- _INSTRUCTIONS FOR THE TASK_
Rewrite all of the data below as a numbered list, one line per item, skipping any blank lines. Leave the picture out of your answer.

- _Recorded data_
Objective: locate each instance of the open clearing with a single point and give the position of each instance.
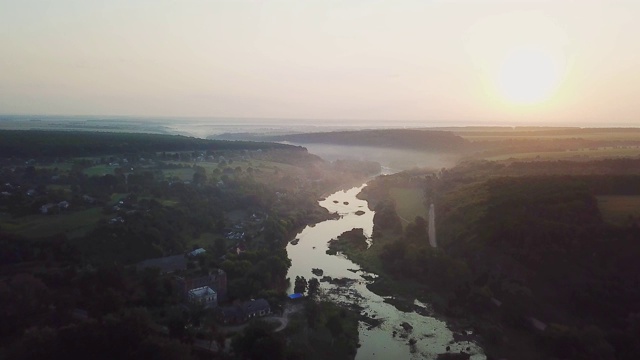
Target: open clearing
(71, 223)
(581, 154)
(617, 208)
(409, 203)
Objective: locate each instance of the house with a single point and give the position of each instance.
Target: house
(45, 209)
(243, 312)
(216, 280)
(204, 296)
(197, 252)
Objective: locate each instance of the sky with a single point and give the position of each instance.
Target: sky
(521, 61)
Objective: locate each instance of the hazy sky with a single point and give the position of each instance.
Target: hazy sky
(558, 61)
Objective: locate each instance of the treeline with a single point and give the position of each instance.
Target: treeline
(34, 144)
(413, 139)
(538, 247)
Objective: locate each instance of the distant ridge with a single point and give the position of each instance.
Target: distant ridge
(412, 139)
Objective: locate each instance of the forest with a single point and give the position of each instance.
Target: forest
(76, 224)
(524, 257)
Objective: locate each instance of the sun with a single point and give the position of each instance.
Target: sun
(528, 76)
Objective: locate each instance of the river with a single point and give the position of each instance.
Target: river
(432, 335)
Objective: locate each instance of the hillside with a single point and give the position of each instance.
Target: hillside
(34, 143)
(407, 139)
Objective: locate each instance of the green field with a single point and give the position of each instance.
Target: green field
(581, 154)
(409, 203)
(99, 170)
(617, 208)
(71, 223)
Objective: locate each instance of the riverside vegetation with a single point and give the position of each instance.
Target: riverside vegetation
(79, 210)
(525, 254)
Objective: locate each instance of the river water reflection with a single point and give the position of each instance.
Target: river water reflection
(432, 336)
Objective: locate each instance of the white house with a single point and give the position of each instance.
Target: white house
(204, 295)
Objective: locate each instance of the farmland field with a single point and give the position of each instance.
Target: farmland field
(617, 208)
(71, 223)
(581, 154)
(409, 203)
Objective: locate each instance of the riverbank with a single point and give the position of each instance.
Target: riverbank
(345, 283)
(405, 295)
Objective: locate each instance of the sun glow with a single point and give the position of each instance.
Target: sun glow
(528, 76)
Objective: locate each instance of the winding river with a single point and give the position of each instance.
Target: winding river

- _RESULT OF THIS TASK_
1. Objective: locate each instance of the open clearing with a single point and give the position of each instance.
2. Target: open clearing
3. (71, 223)
4. (581, 154)
5. (617, 208)
6. (409, 203)
7. Objective: locate each instance of the house with a single point and give the position of each instance.
8. Target: house
9. (45, 209)
10. (243, 312)
11. (216, 280)
12. (204, 296)
13. (197, 252)
14. Objective: locate each instance of the sky with a single point and give the position of each instance.
15. Target: sky
16. (521, 61)
17. Objective: locate each instance of the hazy sky with a single point and give the position of each instance.
18. Target: hazy sky
19. (558, 61)
20. Objective: locate each instance of the treeline with a single point and give the position of each instance.
21. Target: treeline
22. (34, 144)
23. (413, 139)
24. (538, 247)
25. Objective: locate each instance of the distant ridge with a single point and give the position of each instance.
26. Target: distant ridge
27. (412, 139)
28. Objective: locate each instance of the forest with a single point and give the position of each instance.
29. Target: forest
30. (76, 224)
31. (524, 257)
32. Objective: locate each instance of the sun with a single point and give the position of each instance.
33. Target: sun
34. (528, 76)
35. Objective: locate each instance of the river with a single point and give the position of each instance.
36. Target: river
37. (432, 335)
38. Objective: locate each instance of the hillside with a single point and give the position of each instance.
39. Target: hillside
40. (34, 143)
41. (407, 139)
42. Objective: locate each instance of the green field with a single point and give the position of each instance.
43. Target: green field
44. (581, 154)
45. (409, 203)
46. (99, 170)
47. (617, 208)
48. (71, 223)
49. Objective: locate each instance of the riverside vegetation with a single point and give the position of each instance.
50. Target: riverside vegetation
51. (79, 210)
52. (525, 254)
53. Objective: locate each instance of the river water reflection with a single point and give the position of each instance.
54. Target: river water reflection
55. (432, 336)
56. Objective: locate each instance of the white house with a single point and give the position of each instance.
57. Target: white house
58. (204, 295)
59. Objective: locate each instance of the farmland field with a single point and give the position of each instance.
60. Target: farmland field
61. (617, 208)
62. (71, 223)
63. (581, 154)
64. (409, 203)
65. Objective: locate each instance of the riverbank with a single point and give the position of each instance.
66. Target: riverbank
67. (345, 283)
68. (405, 295)
69. Objective: locate each instance of the sun glow with a single point and give the position of each instance.
70. Target: sun glow
71. (528, 76)
72. Objective: locate each instance of the winding river with a single point and give the position of each instance.
73. Target: winding river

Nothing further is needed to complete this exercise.